## Stated problem
Could you revise the data below by putting "one pin per object" in place of every "one pin per instance" and leaving everything else unchanged?

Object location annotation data
▬▬▬▬▬▬▬▬▬▬
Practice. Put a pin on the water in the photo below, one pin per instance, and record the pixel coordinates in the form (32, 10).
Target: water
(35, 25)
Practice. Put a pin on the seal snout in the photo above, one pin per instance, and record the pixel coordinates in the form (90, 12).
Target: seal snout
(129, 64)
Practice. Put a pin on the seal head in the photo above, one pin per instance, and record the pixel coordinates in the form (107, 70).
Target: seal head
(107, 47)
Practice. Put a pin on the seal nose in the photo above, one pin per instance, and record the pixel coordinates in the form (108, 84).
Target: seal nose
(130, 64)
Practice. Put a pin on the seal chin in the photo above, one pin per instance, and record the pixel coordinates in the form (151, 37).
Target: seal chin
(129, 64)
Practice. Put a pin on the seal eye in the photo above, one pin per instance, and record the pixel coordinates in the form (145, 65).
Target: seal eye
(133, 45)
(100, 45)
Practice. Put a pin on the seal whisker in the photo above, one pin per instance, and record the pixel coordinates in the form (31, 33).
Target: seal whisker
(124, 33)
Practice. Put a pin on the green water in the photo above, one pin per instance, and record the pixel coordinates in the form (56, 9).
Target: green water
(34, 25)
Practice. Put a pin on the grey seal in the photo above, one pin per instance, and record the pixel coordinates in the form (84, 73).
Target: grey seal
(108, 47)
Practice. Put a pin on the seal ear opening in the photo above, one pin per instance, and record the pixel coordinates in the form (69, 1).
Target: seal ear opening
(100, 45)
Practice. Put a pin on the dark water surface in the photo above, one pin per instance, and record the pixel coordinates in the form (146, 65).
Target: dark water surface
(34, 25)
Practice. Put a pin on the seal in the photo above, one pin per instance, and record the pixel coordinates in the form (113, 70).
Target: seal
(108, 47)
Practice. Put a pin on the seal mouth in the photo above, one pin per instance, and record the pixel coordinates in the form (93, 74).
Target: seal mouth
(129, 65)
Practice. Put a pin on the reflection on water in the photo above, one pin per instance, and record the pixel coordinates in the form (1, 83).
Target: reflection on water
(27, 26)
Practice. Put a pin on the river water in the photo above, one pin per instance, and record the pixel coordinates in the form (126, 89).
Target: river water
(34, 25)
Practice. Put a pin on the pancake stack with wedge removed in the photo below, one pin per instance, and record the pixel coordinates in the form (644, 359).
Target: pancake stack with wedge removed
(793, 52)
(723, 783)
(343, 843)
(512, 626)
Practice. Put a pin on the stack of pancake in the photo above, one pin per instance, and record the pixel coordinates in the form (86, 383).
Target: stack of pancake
▬▬▬▬▬▬▬▬▬▬
## Worked answer
Practice. Put a pin on the water in the photo below, one pin per object, and record the pixel coordinates in the form (32, 10).
Target: water
(35, 25)
Practice. Put a pin on the seal snout in the photo above, one pin per object, and record the pixel coordinates in the form (90, 12).
Target: seal snout
(129, 64)
Practice. Put a pin on the seal head in the photo above, one pin per object, and record the pixel coordinates in the form (107, 70).
Target: seal head
(107, 47)
Practice. Put a pin on the seal nose in the photo above, one pin per object, and record the pixel coordinates in the form (108, 84).
Target: seal nose
(130, 64)
Practice. Put a pin on the seal chin in the photo above, one pin per object, and record the pixel coordinates in the form (151, 37).
Target: seal chin
(129, 64)
Practice. Put a pin on the seal eye in the photo above, one pin per object, and record the pixel coordinates in the form (145, 65).
Target: seal eye
(133, 45)
(100, 45)
Practice. Put a pin on the seal whisker in the photo above, one pin per object, and record the pixel coordinates in the form (31, 33).
Target: seal whisker
(124, 33)
Practice. Put a pin on the green water in the photo above, one pin per object, and record the pixel coordinates in the form (56, 9).
Target: green water
(34, 25)
Practice. Put a pin on the grey seal in the photo above, one pin per object, and record the pixel coordinates in the form (84, 73).
Target: grey seal
(108, 47)
Practice. Put a pin on the seal ear opening in the photo above, one pin per object, and record the pixel coordinates in the form (69, 1).
Target: seal ear opening
(100, 45)
Practice. Put a pin on the dark water surface in the photo above, one pin per object, and record the pixel coordinates in the form (146, 65).
Target: dark water surface
(34, 25)
Practice. Put a pin on the seal in the photo above, one pin per object, and record the pixel coordinates in the form (113, 70).
Target: seal
(108, 47)
Practice. Put a pin on the seal mouth in the photo above, one pin per object, and record the pixel coordinates in the form (93, 74).
Target: seal mouth
(129, 65)
Practice. Put a pin on the reflection on water in the photo above, one pin per object, and record the pixel coordinates in the form (1, 83).
Target: reflection on water
(27, 26)
Practice. Put a pin on the river water in the photo above, one pin per object, and record the pixel coordinates in the form (126, 89).
Target: river water
(34, 25)
Practice. Put a pin on the pancake stack with wedge removed in the photo below, one pin per object, and record the pixel coordinates in the form (644, 359).
Target: pancake stack with wedge removed
(793, 52)
(723, 783)
(343, 843)
(512, 626)
Practice. Put a pin on the stack of pancake in the photo above, one pin per object, and record the pixel coordinates in the form (86, 383).
Target: stack of pancake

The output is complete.